MATERIAL PROVIDED:
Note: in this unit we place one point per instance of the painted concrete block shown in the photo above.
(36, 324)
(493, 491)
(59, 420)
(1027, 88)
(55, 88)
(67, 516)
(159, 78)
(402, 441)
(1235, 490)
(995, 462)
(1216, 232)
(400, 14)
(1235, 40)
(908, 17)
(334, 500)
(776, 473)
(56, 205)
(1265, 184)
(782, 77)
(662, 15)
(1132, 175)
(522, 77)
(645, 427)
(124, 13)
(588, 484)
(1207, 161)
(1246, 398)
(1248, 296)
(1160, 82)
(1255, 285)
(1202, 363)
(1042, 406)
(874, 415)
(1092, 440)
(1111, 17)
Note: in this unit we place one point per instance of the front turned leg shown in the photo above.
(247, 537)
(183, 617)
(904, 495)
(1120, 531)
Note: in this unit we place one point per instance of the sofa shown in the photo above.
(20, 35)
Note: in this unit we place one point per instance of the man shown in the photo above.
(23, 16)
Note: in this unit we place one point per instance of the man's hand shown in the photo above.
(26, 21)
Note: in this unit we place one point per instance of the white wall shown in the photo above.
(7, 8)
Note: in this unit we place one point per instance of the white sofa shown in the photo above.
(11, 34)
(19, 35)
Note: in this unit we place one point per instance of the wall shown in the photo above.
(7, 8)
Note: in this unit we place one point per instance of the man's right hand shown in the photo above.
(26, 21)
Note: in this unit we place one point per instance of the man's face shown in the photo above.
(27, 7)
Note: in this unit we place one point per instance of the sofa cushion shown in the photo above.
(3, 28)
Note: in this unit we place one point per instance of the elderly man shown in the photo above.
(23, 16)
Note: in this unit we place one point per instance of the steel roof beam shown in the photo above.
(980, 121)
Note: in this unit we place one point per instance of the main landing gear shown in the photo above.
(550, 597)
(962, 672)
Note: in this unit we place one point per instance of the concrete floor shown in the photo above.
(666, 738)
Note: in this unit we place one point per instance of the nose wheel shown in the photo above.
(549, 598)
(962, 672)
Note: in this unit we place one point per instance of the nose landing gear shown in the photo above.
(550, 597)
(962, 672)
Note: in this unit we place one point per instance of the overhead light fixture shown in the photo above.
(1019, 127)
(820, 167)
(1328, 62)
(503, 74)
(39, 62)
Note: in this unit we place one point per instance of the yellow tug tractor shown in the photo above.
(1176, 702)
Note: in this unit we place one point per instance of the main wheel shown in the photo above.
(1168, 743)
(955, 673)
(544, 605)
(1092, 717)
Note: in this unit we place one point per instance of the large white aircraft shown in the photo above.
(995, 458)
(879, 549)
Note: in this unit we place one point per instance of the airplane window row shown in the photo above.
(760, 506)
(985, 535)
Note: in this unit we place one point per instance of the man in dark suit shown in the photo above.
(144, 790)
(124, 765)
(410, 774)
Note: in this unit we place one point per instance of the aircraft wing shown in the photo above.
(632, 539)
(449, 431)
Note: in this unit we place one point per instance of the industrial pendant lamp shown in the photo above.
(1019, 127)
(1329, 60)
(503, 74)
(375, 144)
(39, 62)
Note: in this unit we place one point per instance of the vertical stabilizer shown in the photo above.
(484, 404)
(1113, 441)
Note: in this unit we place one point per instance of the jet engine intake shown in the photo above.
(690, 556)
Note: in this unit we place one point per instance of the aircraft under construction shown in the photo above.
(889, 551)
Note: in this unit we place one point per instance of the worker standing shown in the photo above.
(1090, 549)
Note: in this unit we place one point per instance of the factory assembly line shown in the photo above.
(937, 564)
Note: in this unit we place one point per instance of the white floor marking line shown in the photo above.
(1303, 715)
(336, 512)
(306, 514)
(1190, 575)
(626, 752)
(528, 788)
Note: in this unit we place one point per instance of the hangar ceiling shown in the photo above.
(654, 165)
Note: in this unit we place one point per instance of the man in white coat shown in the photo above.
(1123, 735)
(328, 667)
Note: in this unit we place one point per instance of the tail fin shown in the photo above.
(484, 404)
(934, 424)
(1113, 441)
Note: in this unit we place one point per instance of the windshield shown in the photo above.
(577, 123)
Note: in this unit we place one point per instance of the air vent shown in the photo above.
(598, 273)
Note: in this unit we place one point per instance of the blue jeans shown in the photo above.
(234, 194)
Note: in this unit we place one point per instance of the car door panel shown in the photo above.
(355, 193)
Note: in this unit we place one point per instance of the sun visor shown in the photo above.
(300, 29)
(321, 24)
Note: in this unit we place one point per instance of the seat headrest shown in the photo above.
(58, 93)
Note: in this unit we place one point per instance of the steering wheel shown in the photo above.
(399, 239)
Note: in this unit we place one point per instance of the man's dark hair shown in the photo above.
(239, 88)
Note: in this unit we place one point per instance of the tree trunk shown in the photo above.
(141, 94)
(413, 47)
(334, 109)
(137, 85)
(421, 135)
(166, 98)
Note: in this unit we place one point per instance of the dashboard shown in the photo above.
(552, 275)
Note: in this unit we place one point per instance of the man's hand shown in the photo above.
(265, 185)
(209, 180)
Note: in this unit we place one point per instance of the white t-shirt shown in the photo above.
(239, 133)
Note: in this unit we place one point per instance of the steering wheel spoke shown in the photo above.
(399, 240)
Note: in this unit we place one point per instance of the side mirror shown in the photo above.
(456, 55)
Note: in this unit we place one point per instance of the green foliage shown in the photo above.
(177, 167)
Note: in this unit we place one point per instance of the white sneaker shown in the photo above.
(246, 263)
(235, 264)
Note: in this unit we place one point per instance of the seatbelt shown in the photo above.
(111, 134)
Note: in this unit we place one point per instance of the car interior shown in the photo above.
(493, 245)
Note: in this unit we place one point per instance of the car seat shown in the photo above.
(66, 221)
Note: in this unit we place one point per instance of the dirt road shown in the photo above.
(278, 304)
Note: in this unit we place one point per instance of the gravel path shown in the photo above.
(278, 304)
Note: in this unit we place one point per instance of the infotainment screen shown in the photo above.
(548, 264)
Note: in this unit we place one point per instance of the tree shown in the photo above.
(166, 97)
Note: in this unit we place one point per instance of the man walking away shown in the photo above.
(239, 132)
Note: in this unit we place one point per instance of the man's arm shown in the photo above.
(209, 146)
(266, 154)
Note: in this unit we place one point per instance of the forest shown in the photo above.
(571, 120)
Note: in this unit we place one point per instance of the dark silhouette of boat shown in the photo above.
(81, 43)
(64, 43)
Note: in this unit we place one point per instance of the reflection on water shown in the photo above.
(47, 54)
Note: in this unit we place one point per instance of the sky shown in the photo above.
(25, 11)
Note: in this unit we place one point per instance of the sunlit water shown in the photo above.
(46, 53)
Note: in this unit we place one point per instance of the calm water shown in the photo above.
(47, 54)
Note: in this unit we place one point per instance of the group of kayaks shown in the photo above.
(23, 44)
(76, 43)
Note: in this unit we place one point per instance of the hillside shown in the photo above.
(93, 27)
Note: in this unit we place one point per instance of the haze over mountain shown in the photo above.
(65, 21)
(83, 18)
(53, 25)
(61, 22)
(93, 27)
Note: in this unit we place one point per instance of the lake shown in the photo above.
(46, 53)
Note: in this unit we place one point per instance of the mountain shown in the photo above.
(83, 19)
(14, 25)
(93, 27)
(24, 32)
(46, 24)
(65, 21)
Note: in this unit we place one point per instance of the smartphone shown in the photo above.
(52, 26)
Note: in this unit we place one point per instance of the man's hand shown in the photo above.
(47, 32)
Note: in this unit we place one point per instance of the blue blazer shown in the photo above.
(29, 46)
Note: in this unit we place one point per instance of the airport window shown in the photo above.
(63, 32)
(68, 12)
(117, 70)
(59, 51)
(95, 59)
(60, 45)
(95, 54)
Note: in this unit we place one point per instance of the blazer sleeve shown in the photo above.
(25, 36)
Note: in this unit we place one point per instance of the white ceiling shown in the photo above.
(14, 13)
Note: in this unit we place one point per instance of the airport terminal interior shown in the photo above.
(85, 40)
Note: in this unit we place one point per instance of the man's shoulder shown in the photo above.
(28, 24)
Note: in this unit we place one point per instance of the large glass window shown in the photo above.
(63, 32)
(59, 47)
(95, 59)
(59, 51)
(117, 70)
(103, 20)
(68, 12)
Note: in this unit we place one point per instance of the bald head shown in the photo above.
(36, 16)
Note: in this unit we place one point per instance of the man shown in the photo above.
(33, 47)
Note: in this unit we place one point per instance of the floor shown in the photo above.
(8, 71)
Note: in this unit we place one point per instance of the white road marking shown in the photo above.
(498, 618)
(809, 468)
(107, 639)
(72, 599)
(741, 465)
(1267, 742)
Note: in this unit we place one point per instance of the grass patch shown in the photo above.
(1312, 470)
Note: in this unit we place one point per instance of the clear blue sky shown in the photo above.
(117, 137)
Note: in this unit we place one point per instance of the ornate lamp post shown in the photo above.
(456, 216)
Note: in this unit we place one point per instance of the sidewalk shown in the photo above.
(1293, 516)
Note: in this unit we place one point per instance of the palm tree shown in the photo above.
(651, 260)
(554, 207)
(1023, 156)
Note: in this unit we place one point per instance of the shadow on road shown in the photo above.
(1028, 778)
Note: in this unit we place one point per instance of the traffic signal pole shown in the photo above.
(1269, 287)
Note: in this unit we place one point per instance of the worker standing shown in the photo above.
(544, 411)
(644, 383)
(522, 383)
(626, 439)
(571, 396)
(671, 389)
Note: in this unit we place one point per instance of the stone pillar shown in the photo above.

YOUR OBJECTIVE:
Repeat precisely the lines of the data starting at the one containing "head shown in the photo above.", last line included.

FINAL RESULT:
Note: in this unit we place one point per instance of the bald head shown in the photo above.
(36, 16)
Note: in this unit we place one point per instance of the man shown in the photo above.
(33, 47)
Note: in this unit we place one point per instance of the floor shown in the photo above.
(8, 71)
Note: in this unit we place one point per instance of the white road marking shown in the photo above.
(498, 618)
(809, 468)
(107, 639)
(72, 599)
(741, 465)
(1267, 742)
Note: in this unit we place one point per instance of the grass patch shown in the photo above.
(1312, 470)
Note: in this unit we place one point per instance of the clear blue sky shown in the photo above.
(117, 137)
Note: in this unit we place one point per instance of the ornate lamp post shown in the photo above.
(456, 216)
Note: in this unit we place one point per instance of the sidewalk shown in the photo above.
(1293, 516)
Note: in this unit we place one point per instance of the palm tree shown in the photo above.
(651, 260)
(554, 207)
(1023, 156)
Note: in this unit we place one point per instance of the shadow on road shown in the photo above.
(1028, 778)
Note: in this unit we place one point per instance of the traffic signal pole shown in the photo above.
(1269, 287)
Note: in this unit we place one point per instance of the worker standing shown in the photo above.
(544, 411)
(644, 383)
(522, 383)
(626, 439)
(571, 396)
(671, 389)
Note: in this unit we place one point per instance of the stone pillar shown in the photo above.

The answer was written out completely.